# START OF DOCUMENT SECTION

= Baron Montfort =

Barony in the Peerage of Great Britain

Baron Montfort is a title that has been created twice in British history. The first creation came in the Peerage of England when John de Montfort was summoned to parliament on 23 June 1295. In 1367 the title either became extinct or fell into abeyance on the death of the third Baron. The second creation came in the Peerage of Great Britain in 1741 when Henry Bromley was made Lord Montfort, Baron of Horseheath, in the County of Cambridge. He had previously represented Cambridgeshire in Parliament, as had his father John Bromley and grandfather John Bromley. Lord Montfort was succeeded by his only son, the second Baronet. He sat as Member of Parliament for the city of Cambridge. The title became extinct on the death of his son, the third Baron, in 1851.

# END OF DOCUMENT SECTION

PROBLEMS TO WORK ON -
1 - Which lines in the records below contain the word "wood"? Find each one and copy it out, treating uppercase and lowercase as different.
2 - Extend the Baron Montfort article above, picking up right after its last sentence.

# START OF DATASET EXCERPTS

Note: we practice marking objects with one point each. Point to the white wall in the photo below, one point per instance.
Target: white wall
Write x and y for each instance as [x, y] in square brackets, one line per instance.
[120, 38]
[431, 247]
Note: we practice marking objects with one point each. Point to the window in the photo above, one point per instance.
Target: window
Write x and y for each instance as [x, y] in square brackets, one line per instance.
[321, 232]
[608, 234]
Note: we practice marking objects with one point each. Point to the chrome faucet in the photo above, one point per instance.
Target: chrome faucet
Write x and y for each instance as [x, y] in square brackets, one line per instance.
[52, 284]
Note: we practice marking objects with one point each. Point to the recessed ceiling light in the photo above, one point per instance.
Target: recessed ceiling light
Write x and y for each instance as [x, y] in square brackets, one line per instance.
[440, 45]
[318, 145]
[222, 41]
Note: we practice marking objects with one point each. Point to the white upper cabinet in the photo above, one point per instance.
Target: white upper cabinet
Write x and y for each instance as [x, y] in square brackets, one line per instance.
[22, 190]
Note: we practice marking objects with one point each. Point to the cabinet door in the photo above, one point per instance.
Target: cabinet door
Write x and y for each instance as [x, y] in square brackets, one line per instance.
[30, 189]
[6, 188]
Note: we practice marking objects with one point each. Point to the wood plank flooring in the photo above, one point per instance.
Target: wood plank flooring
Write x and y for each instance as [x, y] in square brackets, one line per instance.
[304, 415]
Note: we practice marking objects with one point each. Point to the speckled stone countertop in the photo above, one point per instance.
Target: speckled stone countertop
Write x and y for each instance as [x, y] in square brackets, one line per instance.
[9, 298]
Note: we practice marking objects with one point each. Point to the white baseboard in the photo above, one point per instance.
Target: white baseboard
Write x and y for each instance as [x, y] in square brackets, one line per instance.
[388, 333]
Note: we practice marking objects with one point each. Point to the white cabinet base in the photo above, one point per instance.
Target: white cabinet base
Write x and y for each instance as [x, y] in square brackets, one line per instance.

# END OF DATASET EXCERPTS

PER-TASK ANSWERS -
1 -
Note: we practice marking objects with one point each. Point to the wood plank flooring in the photo above, one point per instance.
Target: wood plank flooring

2 -
The second family descended from the 16th century Lord Chancellor Sir Thomas Bromley and Lord Chief Justice of the same name and were still in the 18th century equally recorded with the alternative spelling and pronunciation Montford. This is a corruption as 'Montfort' means a fortified mountain or mound as in Montfort l'Amaury, the place of birth of Simon I of Montfort their 11th century French patriarch. Simon de Montfort, 6th Earl of Leicester led to the first Parliament called to act as a check on the monarch in 1295 and was commonly known as Simon de Montford hence the unusually long continuation in the alternative spelling, see Montfort for examples.

==Barons Montfort (1295)==
- John de Montfort, 1st Baron Montfort (died 1296)
- John de Montfort, 2nd Baron Montfort (1291–1314)
- Peter de Montfort, 3rd Baron Montfort (died 1367)

==Barons Montfort (1741)==
- Henry Bromley, 1st Baron Montfort (1705–1755)
- Thomas Bromley, 2nd Baron Montfort (1733–1799)
- Henry Bromley, 3rd Baron Montfort (1773–1851)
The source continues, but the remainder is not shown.